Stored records
------------------------------------

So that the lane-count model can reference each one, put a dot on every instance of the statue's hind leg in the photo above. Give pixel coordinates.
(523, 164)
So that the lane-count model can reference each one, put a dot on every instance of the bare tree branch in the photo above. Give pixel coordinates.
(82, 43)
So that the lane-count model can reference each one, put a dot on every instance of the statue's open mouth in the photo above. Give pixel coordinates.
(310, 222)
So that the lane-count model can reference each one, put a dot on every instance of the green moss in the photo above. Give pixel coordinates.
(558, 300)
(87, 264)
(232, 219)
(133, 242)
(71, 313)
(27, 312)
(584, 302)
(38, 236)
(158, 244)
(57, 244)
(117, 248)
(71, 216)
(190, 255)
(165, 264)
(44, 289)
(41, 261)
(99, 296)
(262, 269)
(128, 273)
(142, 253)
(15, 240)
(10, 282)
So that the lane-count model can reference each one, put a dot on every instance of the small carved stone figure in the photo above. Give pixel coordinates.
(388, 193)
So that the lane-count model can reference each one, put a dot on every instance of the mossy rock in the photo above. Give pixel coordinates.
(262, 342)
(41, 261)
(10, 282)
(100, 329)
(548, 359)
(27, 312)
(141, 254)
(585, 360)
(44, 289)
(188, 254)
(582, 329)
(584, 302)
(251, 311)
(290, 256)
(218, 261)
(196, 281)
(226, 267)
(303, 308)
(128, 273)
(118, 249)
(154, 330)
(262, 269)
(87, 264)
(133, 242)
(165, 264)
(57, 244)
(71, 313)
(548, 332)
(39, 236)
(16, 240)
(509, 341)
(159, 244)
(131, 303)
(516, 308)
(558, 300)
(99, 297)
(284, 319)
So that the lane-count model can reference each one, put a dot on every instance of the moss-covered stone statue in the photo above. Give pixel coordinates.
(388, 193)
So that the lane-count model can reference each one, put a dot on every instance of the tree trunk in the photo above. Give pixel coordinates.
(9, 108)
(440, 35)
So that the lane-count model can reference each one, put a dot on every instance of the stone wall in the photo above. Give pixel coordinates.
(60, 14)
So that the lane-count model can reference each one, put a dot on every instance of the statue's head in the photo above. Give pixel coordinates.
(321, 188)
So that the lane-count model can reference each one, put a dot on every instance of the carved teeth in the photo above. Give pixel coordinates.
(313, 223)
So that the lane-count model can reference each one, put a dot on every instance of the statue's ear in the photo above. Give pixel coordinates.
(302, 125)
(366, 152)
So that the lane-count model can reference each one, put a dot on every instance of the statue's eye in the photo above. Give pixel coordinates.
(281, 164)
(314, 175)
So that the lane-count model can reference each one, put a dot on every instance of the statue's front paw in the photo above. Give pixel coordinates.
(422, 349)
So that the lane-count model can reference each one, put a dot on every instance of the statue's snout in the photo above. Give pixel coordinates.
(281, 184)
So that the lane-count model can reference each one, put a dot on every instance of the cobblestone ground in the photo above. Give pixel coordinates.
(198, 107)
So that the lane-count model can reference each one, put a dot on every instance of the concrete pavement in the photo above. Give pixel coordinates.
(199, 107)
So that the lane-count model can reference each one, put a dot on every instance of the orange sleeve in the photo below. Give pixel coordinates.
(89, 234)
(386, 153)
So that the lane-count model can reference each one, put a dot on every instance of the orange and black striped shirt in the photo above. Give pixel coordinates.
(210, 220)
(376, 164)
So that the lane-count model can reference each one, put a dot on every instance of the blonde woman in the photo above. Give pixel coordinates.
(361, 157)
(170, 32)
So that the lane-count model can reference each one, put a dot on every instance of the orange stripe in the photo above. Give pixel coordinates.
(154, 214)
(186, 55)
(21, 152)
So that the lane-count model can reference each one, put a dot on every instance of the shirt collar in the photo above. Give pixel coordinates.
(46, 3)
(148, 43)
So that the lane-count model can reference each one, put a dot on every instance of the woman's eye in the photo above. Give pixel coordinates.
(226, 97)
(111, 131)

------------------------------------

Please reproduce all of the lines above exactly, from first to last.

> **Correct result**:
So that the lane-count model can reference each one, put a dot on every instance of the statue's hind leg in the photo above. Give pixel coordinates.
(523, 164)
So that the lane-count model can reference each one, put a dot on every instance of the bare tree branch in the photo above. Give pixel coordinates.
(82, 43)
So that the lane-count model can reference each one, put a dot on every instance of the statue's open mouth in the photo above. Give pixel coordinates.
(310, 222)
So that the lane-count model can reference each one, put a dot on every instance of the green moss in the photo above. Give pixel coordinates.
(558, 300)
(87, 264)
(232, 219)
(133, 242)
(71, 313)
(27, 312)
(584, 302)
(38, 236)
(158, 244)
(57, 244)
(117, 248)
(71, 216)
(190, 255)
(165, 264)
(44, 289)
(41, 261)
(99, 296)
(262, 269)
(128, 273)
(142, 253)
(15, 240)
(10, 282)
So that the lane-count model can reference each one, put a dot on every instance of the small carved stone figure in the photo above. Give pixel coordinates.
(388, 193)
So that the lane-count model can reference each one, put a dot on every instance of the mossy rock in the photo above. Give pixel coordinates.
(262, 342)
(41, 261)
(10, 282)
(100, 329)
(548, 359)
(27, 312)
(141, 254)
(585, 360)
(44, 289)
(188, 254)
(582, 329)
(584, 302)
(251, 311)
(290, 256)
(218, 261)
(196, 281)
(226, 267)
(303, 308)
(128, 273)
(118, 249)
(154, 330)
(262, 269)
(87, 264)
(133, 242)
(165, 264)
(57, 244)
(71, 313)
(548, 332)
(39, 236)
(16, 240)
(509, 341)
(159, 244)
(131, 303)
(516, 308)
(558, 300)
(99, 297)
(284, 319)
So that the lane-count model can reference each one, put a dot on every instance of the moss-covered stone statue in the photo above. Give pixel coordinates.
(388, 193)
So that the lane-count model can reference each one, put a dot on every instance of the tree trunk in the photo above. Give pixel coordinates.
(9, 108)
(440, 35)
So that the lane-count model can reference each one, put a dot on every instance of the stone wall in the photo above. Give pixel coordinates.
(60, 14)
So that the lane-count model can reference each one, put a dot on every instance of the statue's head in the photo above. Give pixel coordinates.
(321, 188)
So that the lane-count model can reference each one, put a dot on every instance of the carved teeth in the photo above. Give pixel coordinates.
(313, 223)
So that the lane-count model can reference each one, put a dot on every instance of the statue's ear in the photo above. Give pixel coordinates.
(302, 125)
(366, 152)
So that the lane-count model can reference each one, put a dot on every instance of the statue's eye in the photo above. Give pixel coordinates.
(281, 164)
(314, 175)
So that the lane-count model can reference each one, put a dot on every instance of the statue's front paw in the photo above. Give pixel coordinates.
(422, 349)
So that the lane-count model can reference each one, put a dot on every instance of the statue's snout in the photo above. Give pixel coordinates.
(281, 184)
So that the lane-count model can reference each one, put a dot on every instance of the cobblestone ground in the photo above. Give pixel coordinates.
(198, 107)
So that the lane-count model can reference each one, put a dot on every instance of the concrete pavement in the photo above. Give pixel coordinates.
(199, 107)
So that the lane-count model can reference each one, put a dot on every instance of the orange sleeve in the photo below. Give pixel coordinates.
(89, 234)
(386, 153)
So that the lane-count model can reference each one, put a dot on every instance of the orange and black striped shirt in the photo above. Give pixel coordinates.
(210, 220)
(376, 164)
So that the lane-count model can reference each one, put a dot on every instance of the blonde woman in the photo above. Give pixel coordinates.
(361, 157)
(170, 32)
So that the lane-count model can reference each one, put a dot on every instance of the orange stripe in the photo above. Give pixel coordinates.
(154, 214)
(186, 55)
(21, 152)
So that the lane-count model can reference each one, put a dot on every instance of the shirt collar in the photo above. Give pixel coordinates.
(46, 3)
(148, 43)
So that the lane-count model can reference each one, put a dot on every instance of the woman's eye in the photo above. Give pixel coordinates.
(226, 97)
(111, 131)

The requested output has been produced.